▶ _Textauszug_:
══════

Die Reaktion auf einen Schmerzreiz ist individuell unterschiedlich. Die Schmerzwahrnehmung hängt von verschiedenen Faktoren ab und ist subjektiv. Zum einen ist das Schmerzempfinden mit der Genetik verbunden, wie beispielsweise mit der Verstoffwechselung von Neurotransmittern oder mit der Gewebebeschaffenheit.
Zum anderen spielt aber auch die Psyche eine wesentliche Rolle beim Wahrnehmen und Empfinden von Schmerzen. So kann der Schmerz je nach Erwartungshaltung und Stimmungslage des Betroffenen stärker oder schwächer empfunden werden: Eine positive Stimmungslage und Erwartungshaltung dämpft den Schmerz, während eine negative Erwartungshaltung und Stimmungslage den Schmerz verstärkt.

══════

▶ _Vorliegende Daten_:
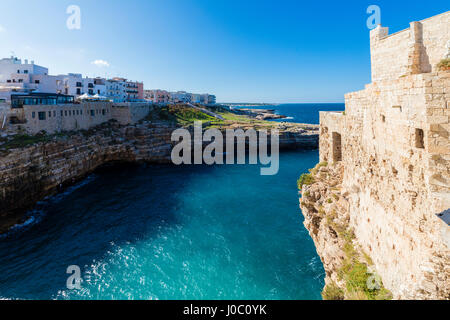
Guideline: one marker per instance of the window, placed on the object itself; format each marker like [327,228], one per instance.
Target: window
[419,139]
[337,147]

══════

▶ _Aufgabenstellung_: Gib einen Abschnitt aus dem Textauszug über die Schmerzwahrnehmung wortgetreu wieder. Setze bei den Worten mit „Die Reaktion auf“ ein und höre nach „mit der Gewebebeschaffenheit.“ auf.

▶ _Lösung_:
Die Reaktion auf einen Schmerzreiz ist individuell unterschiedlich. Die Schmerzwahrnehmung hängt von verschiedenen Faktoren ab und ist subjektiv. Zum einen ist das Schmerzempfinden mit der Genetik verbunden, wie beispielsweise mit der Verstoffwechselung von Neurotransmittern oder mit der Gewebebeschaffenheit.